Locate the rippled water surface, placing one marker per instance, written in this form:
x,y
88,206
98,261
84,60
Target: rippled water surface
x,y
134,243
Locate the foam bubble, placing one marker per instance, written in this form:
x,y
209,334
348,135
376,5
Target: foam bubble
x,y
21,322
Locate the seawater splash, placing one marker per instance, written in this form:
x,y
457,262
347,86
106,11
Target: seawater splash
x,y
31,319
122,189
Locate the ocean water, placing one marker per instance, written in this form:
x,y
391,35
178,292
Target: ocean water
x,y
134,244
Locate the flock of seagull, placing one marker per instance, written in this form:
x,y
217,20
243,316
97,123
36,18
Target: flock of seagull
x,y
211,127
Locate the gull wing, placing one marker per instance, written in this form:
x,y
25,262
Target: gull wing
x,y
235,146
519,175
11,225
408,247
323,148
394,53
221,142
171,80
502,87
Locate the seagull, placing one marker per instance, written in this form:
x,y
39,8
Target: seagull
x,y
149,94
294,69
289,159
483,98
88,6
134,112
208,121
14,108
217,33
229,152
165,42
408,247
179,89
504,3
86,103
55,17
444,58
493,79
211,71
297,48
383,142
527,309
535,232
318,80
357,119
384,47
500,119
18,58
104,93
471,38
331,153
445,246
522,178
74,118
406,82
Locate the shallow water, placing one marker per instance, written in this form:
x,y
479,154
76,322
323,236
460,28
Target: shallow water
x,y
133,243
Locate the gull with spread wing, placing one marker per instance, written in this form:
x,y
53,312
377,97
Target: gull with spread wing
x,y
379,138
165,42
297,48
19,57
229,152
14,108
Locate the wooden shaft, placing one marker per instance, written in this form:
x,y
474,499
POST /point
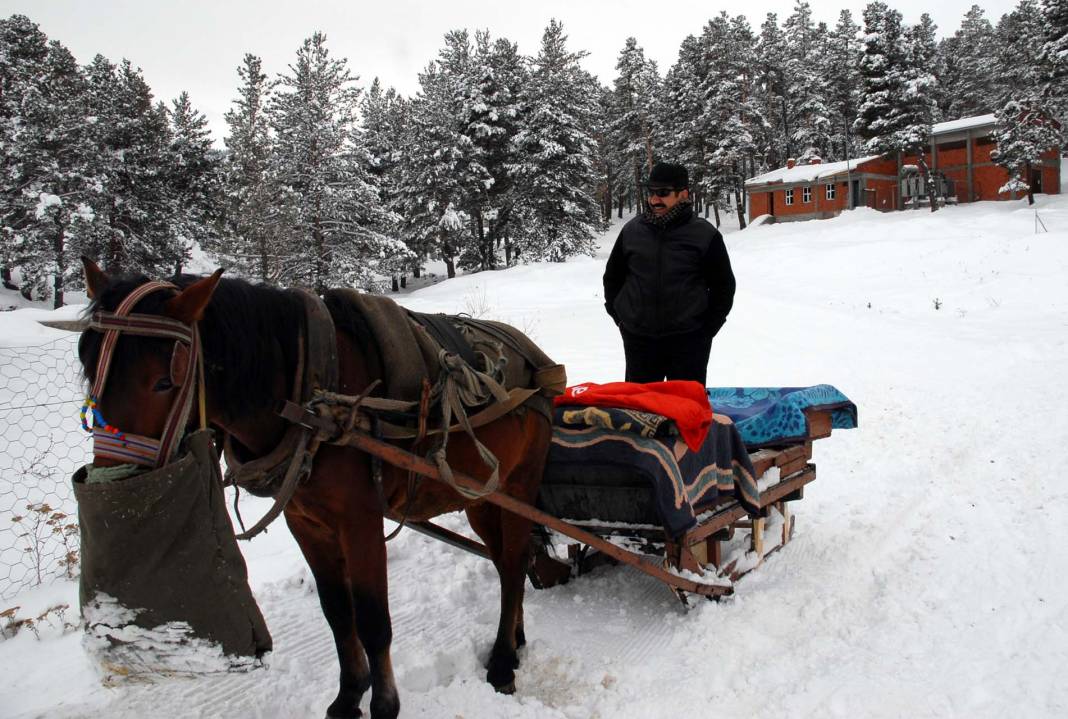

→ Task requirements
The output is the data above, repeated exactly, with pictures omitted.

→ Exercise solution
Locate the rippled water surface, placing one marker per instance, written in this form:
x,y
88,206
98,261
84,60
Target: rippled water surface
x,y
134,243
Locate the foam bubble, placing one marker per instance, written in this form:
x,y
209,334
348,135
376,5
Target: foam bubble
x,y
21,322
Locate the seawater splash, placing one marker per instance, written in this form:
x,y
457,262
347,86
106,11
Target: seawater splash
x,y
31,319
122,189
Locate the ocean water, placing one marker per instance, written in this form:
x,y
391,35
178,292
Target: ocean water
x,y
134,244
Locate the flock of seagull, placing one marker per instance, written in this form:
x,y
217,20
243,316
97,123
36,18
Target: flock of seagull
x,y
211,127
Locate the gull wing, placing one marker per instance, written in this form:
x,y
25,262
Target: gull wing
x,y
235,146
519,175
11,225
408,247
323,148
394,53
221,142
171,80
502,87
Locate the seagull, placing one marker per instance, written in this form:
x,y
39,8
Target: seagull
x,y
149,94
294,69
289,159
483,98
88,6
134,112
208,121
14,108
217,33
229,152
165,42
408,247
179,89
504,3
86,103
55,17
444,58
493,79
211,71
297,48
383,142
527,309
535,232
318,80
357,119
384,47
500,119
18,58
104,93
471,38
331,153
445,246
522,178
74,118
406,82
Locate the shallow water, placing one marker per instance, written in this form:
x,y
479,154
76,322
323,236
460,28
Target: shallow water
x,y
133,243
Locate the gull with spread wing, placing one marker per instance, written in this form:
x,y
53,312
377,97
Target: gull with spread wing
x,y
379,138
165,42
297,48
19,57
229,152
14,108
Locate the wooden shaft, placing one marker per instance, written in this form:
x,y
474,499
POST /point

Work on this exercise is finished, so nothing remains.